▶ Passage given
※ ※ ※
Image credits: Hope not Hate

Remain. Stand for Democracy.

“Ah, thanks to the EU referendum we are going to see some democracy at last. In fact, we are recovering our democracy. We have had enough of the European Union”, said a Leave supporter to me last week.

What a misguided idea!

The EU is an organisation made up by National Governments. All the important EU laws, the EU Treaties, have to be passed by each one of the European Governments, including our own Government in the UK.

It is up to individual countries (the EU has no say on this) to decide how these European Treaties are approved internally, at the national level. In our case, it is our MPs in Westminster who have voted in favour of every single one of the EU treaties, often following tough negotiations, for the last 40 years. The Treaty of Maastricht, The Treaty of Nice, The Treaty of Lisbon were signed by a British Prime Minister following parliamentary debate in the UK.
※ ※ ※
▶ Data rows
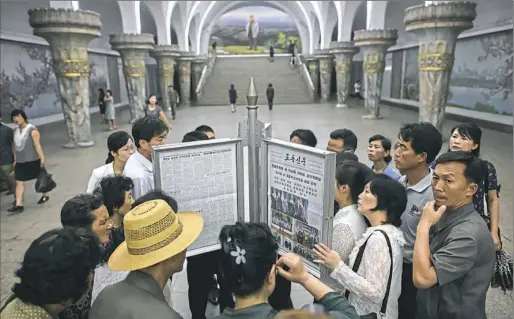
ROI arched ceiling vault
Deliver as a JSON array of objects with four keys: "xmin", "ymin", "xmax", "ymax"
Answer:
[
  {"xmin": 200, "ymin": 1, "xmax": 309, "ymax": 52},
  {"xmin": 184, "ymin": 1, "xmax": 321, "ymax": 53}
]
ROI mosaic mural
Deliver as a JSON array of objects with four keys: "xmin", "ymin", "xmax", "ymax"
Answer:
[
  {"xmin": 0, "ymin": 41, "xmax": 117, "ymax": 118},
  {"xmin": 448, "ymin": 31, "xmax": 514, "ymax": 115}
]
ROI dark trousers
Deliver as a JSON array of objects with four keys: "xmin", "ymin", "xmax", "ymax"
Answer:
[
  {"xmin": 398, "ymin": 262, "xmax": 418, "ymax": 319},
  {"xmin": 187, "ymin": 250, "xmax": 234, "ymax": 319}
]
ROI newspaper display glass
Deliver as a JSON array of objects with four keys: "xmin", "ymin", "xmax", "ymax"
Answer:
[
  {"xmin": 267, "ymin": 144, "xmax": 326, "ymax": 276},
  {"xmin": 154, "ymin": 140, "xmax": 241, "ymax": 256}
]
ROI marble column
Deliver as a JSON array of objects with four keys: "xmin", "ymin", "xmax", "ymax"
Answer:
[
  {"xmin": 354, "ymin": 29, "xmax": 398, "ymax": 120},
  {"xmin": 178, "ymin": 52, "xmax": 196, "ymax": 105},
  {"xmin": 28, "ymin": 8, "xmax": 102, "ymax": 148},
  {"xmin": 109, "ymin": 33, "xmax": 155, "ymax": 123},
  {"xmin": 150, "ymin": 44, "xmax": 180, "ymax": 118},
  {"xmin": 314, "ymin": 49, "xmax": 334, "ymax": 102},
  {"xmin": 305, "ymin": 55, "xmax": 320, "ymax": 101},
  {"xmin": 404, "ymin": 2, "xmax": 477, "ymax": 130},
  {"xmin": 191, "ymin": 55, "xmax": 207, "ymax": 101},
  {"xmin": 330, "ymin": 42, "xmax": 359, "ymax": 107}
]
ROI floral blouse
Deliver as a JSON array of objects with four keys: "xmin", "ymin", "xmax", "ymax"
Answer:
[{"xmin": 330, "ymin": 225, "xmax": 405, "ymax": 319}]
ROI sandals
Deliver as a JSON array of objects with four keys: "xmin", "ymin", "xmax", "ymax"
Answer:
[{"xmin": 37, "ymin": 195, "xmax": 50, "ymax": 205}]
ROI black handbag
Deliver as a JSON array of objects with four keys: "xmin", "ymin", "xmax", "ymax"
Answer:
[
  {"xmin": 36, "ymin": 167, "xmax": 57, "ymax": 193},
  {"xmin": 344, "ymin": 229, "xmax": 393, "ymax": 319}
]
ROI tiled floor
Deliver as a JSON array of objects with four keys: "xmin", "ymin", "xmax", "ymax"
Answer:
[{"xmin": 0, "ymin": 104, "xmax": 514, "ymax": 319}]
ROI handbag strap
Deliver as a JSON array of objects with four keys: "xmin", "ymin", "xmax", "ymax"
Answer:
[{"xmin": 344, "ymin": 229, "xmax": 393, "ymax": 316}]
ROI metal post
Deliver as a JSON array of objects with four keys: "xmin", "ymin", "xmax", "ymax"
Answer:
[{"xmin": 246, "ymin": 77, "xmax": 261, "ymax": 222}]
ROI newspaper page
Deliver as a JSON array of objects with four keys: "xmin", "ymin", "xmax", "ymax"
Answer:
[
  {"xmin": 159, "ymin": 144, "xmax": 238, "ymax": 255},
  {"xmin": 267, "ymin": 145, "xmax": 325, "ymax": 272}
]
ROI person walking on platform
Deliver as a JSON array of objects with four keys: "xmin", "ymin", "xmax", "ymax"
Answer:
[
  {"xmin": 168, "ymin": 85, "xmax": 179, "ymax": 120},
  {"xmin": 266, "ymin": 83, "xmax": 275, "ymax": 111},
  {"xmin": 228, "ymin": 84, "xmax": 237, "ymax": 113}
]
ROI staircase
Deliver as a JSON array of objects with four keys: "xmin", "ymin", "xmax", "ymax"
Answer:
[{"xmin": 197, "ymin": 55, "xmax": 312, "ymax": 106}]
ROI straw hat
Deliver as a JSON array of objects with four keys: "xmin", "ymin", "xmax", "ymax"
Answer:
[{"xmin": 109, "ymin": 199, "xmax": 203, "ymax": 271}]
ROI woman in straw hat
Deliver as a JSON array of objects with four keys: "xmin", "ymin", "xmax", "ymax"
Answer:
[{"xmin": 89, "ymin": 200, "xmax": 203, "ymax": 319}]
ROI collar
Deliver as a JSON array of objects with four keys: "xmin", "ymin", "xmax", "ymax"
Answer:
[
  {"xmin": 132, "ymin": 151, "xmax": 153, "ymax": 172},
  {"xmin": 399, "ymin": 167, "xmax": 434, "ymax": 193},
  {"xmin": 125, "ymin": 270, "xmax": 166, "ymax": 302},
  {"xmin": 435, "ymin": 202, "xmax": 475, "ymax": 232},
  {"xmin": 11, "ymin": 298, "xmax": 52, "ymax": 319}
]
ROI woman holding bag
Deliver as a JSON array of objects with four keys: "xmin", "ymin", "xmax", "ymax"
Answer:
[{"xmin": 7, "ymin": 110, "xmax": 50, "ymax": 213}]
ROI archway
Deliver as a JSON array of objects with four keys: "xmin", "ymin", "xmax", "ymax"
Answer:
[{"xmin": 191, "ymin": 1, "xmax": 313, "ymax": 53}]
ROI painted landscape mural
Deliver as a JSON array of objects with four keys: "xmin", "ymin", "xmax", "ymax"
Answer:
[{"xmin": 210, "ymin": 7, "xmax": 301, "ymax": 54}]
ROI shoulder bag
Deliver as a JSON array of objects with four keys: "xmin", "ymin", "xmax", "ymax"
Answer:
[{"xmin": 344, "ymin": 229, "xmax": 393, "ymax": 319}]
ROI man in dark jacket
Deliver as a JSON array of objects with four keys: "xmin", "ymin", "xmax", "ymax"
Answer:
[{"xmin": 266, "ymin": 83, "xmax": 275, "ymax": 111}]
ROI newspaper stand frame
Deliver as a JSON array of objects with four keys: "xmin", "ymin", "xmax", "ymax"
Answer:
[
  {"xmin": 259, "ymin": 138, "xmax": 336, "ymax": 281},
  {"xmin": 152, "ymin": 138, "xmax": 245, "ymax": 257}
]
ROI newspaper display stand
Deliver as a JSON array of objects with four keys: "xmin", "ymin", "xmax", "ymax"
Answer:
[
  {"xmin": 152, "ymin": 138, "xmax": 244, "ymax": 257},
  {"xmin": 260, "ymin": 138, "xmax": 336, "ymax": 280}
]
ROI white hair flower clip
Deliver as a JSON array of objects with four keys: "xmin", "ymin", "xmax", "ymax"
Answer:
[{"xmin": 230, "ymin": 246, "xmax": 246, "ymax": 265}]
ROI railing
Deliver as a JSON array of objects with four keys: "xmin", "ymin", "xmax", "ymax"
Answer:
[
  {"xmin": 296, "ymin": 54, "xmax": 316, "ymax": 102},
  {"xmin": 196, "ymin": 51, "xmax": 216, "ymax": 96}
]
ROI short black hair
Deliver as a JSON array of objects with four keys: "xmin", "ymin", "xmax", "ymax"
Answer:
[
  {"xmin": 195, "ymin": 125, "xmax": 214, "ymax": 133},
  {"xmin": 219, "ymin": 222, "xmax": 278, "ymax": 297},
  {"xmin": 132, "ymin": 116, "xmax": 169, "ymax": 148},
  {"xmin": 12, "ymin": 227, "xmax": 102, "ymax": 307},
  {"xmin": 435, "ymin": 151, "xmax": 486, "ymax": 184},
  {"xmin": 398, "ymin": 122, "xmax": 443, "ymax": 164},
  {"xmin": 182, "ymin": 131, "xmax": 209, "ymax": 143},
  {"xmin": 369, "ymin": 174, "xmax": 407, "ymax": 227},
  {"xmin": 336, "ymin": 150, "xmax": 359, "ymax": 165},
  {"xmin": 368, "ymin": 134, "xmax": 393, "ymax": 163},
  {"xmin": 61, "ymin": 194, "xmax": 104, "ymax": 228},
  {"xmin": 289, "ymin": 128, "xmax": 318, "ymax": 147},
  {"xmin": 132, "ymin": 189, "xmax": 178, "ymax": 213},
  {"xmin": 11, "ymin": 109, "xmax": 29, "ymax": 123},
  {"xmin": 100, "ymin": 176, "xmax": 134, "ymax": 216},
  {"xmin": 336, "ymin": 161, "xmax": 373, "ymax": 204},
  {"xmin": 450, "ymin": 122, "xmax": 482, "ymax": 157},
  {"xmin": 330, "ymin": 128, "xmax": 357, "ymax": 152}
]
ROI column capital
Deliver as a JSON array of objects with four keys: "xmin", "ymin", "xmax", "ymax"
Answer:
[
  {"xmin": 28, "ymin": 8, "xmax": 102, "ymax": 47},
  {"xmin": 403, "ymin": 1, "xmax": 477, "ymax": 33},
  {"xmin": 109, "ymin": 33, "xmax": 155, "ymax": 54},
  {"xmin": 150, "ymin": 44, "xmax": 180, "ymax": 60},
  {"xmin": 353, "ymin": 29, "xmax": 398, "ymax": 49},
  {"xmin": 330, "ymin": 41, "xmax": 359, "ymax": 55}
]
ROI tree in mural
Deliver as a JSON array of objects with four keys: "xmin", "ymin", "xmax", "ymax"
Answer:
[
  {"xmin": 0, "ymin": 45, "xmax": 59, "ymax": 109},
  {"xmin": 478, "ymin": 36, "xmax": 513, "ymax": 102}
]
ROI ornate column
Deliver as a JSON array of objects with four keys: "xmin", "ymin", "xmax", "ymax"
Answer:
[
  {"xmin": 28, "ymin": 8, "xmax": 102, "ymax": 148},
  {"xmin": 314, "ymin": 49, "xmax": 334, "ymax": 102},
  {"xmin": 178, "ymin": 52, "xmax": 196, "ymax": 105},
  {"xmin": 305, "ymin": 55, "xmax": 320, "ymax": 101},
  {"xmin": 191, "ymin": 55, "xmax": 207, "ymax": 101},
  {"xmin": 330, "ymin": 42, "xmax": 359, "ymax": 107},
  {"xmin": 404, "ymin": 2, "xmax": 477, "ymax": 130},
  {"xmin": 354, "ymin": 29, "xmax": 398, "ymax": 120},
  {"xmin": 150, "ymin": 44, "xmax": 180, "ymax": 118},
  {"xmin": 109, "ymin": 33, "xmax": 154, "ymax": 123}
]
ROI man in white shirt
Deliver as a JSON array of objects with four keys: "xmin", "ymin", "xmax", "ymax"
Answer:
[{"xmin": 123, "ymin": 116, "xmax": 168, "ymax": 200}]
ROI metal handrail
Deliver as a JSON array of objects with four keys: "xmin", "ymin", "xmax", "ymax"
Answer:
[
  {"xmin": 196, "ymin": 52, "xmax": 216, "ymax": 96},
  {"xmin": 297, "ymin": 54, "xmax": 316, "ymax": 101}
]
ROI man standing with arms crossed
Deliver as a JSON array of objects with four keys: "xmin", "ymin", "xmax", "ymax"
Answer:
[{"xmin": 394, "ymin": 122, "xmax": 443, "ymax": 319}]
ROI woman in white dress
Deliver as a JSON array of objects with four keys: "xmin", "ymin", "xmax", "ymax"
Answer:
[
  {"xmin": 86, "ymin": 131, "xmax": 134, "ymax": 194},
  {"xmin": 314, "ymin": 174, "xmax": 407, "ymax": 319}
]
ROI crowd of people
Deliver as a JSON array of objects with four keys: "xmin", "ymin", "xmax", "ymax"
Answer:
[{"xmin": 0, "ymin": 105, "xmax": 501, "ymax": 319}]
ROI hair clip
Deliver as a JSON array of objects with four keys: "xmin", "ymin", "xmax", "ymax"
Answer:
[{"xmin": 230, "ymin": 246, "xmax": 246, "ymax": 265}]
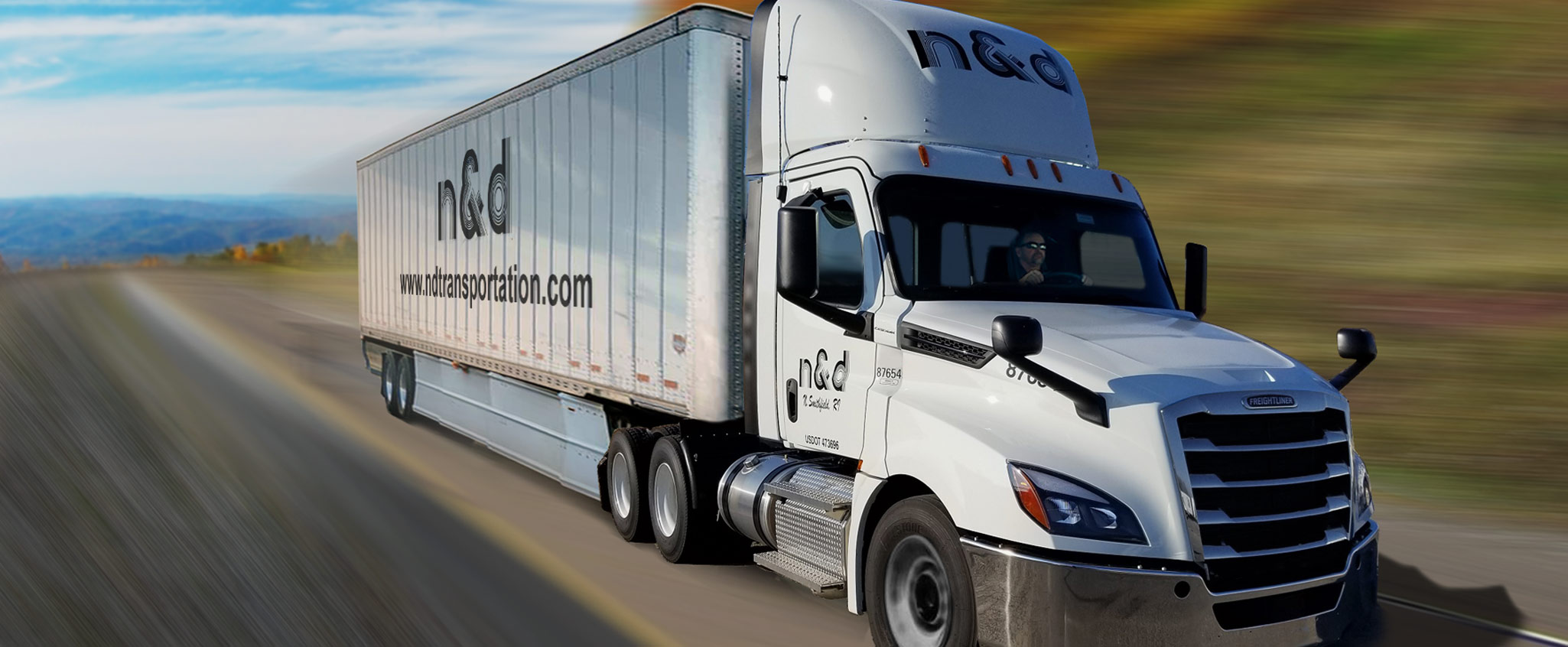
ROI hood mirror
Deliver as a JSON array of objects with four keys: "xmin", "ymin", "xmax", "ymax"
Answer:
※ ※ ※
▶ Required actions
1. Answer these questions from the passage on the EU referendum, one line each:
(a) Who must pass the EU Treaties?
(b) Who decides how these treaties are approved at the national level?
(c) Which three treaties does the passage name as signed by a British Prime Minister?
2. In one to three sentences, explain why the passage on the EU referendum calls the Leave supporter's idea about recovering democracy misguided.

▶ Responses to the tasks
1.
(a) Each one of the European Governments, including the UK Government.
(b) Individual countries decide; the EU has no say on this.
(c) The Treaty of Maastricht, the Treaty of Nice and the Treaty of Lisbon.

2. The EU is made up of national governments, and all its important laws, the EU Treaties, have to be passed by each government, including the UK's. For the last 40 years, MPs in Westminster have voted in favor of every EU treaty. British Prime Ministers signed the treaties after parliamentary debate in the UK.